## Begin Source document

Research Projects

MALORCA: Machine Learning of Speech Recognition Models for Controller Assistance

Postdoctoral research, Idiap Research Institute (Sep 2016 - Feb 2018)

MALORCA is a Horizon 2020 SESAR project (MALORCA website).

Abstract: Air traffic control (ATC) instructions are usually still given via voice communication to the pilots. But ATC systems, to be safe and efficient, need up-to-date data. Therefore, it requires lots of inputs from the air traffic controllers (ATCOs) to keep the system data correct. The projects AcListant® and AcListant®-Strips have shown that Assistant Based Speech Recognition (ABSR) can significantly reduce controllers’ workload and increase ATM efficiency. One main issue to transfer ABSR from the laboratory to the operational systems are the costs of deployment, because modern speech recognition models require manual adaptation to local requirements (local accents, phraseology deviations, environmental constraints etc.). MALORCA proposes a general, cheap and effective solution to automate this re-learning, adaptation and customisation process by automatically learning local speech recognition and controllers models from radar and speech data recordings. (Description from website)

A Data-driven Bayesian Approach to Automatic Rhythm Analysis of Indian Art Music

PhD thesis, part of the CompMusic project (Oct 2012 - Aug 2016)

Advisor: Prof. Xavier Serra, Music Technology Group.

## End Source document

### Task instructions
(a) What kind of project does the research projects page say MALORCA is?
(b) Copy the passage of the research projects page starting with "A Data-driven Bayesian" and going on through "Music Technology Group.".
(c) Carry on the research projects page from its last line with the next part of the page.
The records after this point are separate from the research projects page.

## Begin Provided data

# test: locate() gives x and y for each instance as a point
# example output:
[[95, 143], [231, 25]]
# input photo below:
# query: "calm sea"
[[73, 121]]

## End Provided data

### Answers
(a) A Horizon 2020 SESAR project.

(b)
A Data-driven Bayesian Approach to Automatic Rhythm Analysis of Indian Art Music

PhD thesis, part of the CompMusic project (Oct 2012 - Aug 2016)

Advisor: Prof. Xavier Serra, Music Technology Group.

(c)
CompMusic website

My work in CompMusic

Thesis companion page

Abstract: Large and growing collections of a wide variety of music are now available on demand to music listeners, necessitating novel ways of automatically structuring these collections using different dimensions of music. Rhythm is one of the basic music dimensions and its automatic analysis, which aims to extract musically meaningful rhythm related information from music, is a core task in Music Information Research (MIR).

Musical rhythm, similar to most musical dimensions, is culture-specific and hence its analysis requires culture-aware approaches. Indian art music is one of the major music traditions of the world and has complexities in rhythm that have not been addressed by the current state of the art in MIR, motivating us to choose it as the primary music tradition for study. Our intent is to address unexplored rhythm analysis problems in Indian art music to push the boundaries of the current MIR approaches by making them culture-aware and generalizable to other music traditions.

The thesis aims to build data-driven signal processing and machine learning approaches for automatic analysis, description and discovery of rhythmic structures and patterns in audio music collections of Indian art music. After identifying challenges and opportunities, we present several relevant research tasks that open up the field of automatic rhythm analysis of Indian art music. Data-driven approaches require well curated data corpora for research and efforts towards creating such corpora and datasets are documented in detail. We then focus on the topics of meter analysis and percussion pattern discovery in Indian art music.

Meter analysis aims to align several hierarchical metrical events with an audio recording. Meter analysis tasks such as meter inference, meter tracking and informed meter tracking are formulated for Indian art music. Different Bayesian models that can explicitly incorporate higher level metrical structure information are evaluated for the tasks and novel extensions are proposed. The proposed methods overcome the limitations of existing approaches and their performance indicate the effectiveness of informed meter analysis.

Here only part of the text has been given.